BRIEF ::
Skip every line before the one containing "Locates the hockey stick", then copy that line and the rest of the entries below exactly, through the last line.

[Records from a data collection]
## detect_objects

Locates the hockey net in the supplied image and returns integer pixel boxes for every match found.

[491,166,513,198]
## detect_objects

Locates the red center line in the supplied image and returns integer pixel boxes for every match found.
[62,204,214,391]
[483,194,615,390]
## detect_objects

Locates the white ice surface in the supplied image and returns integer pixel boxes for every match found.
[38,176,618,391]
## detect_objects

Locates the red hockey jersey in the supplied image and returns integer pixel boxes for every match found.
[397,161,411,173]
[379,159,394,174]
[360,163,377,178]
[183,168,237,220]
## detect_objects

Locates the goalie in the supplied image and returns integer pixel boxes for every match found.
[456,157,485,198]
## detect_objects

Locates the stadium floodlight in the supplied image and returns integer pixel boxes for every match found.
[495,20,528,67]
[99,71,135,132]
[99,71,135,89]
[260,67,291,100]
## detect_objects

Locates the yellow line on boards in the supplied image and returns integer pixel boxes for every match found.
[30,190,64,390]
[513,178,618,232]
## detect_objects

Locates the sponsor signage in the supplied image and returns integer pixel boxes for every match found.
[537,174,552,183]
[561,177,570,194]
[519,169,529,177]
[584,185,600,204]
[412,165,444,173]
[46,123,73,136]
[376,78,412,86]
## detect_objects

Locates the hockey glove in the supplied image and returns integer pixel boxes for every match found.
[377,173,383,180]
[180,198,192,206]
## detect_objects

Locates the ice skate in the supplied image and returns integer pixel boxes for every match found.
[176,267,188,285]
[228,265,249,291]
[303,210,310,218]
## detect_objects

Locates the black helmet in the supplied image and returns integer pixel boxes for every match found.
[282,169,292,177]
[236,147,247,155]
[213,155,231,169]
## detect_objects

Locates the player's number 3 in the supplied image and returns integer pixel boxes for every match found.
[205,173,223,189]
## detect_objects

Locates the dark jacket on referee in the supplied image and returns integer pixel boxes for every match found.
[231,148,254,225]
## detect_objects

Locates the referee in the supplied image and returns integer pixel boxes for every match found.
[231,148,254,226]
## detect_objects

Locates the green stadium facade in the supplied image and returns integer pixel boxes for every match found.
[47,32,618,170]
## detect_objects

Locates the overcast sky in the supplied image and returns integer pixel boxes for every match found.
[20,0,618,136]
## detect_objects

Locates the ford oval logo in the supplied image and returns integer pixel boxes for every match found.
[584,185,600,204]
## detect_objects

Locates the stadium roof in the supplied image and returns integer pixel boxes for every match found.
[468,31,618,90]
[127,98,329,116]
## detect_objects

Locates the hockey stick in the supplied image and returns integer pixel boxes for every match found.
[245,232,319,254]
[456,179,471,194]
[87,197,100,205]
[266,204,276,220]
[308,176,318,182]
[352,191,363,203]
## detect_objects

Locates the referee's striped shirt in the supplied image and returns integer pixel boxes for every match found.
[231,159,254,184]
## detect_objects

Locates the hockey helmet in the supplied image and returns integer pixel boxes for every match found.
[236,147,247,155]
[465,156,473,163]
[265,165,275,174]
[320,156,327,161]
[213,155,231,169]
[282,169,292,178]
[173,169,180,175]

RESULT BELOW ::
Locates the hockey stick in the supplied image and returns integer pixel boxes for every match found.
[245,232,319,254]
[456,179,471,194]
[87,197,100,205]
[266,204,276,220]
[308,176,318,182]
[352,191,363,203]
## detect_objects

Locates the referee's striped shirt in the supplied image and returns integer pixel boxes for every match found.
[231,159,254,184]
## detect_objects

Locates the hockey helmet in the supplied image and returns integer pixel boxes for every match found.
[236,147,247,155]
[465,156,473,163]
[265,165,275,174]
[320,156,327,161]
[213,155,231,169]
[282,169,292,178]
[173,169,180,175]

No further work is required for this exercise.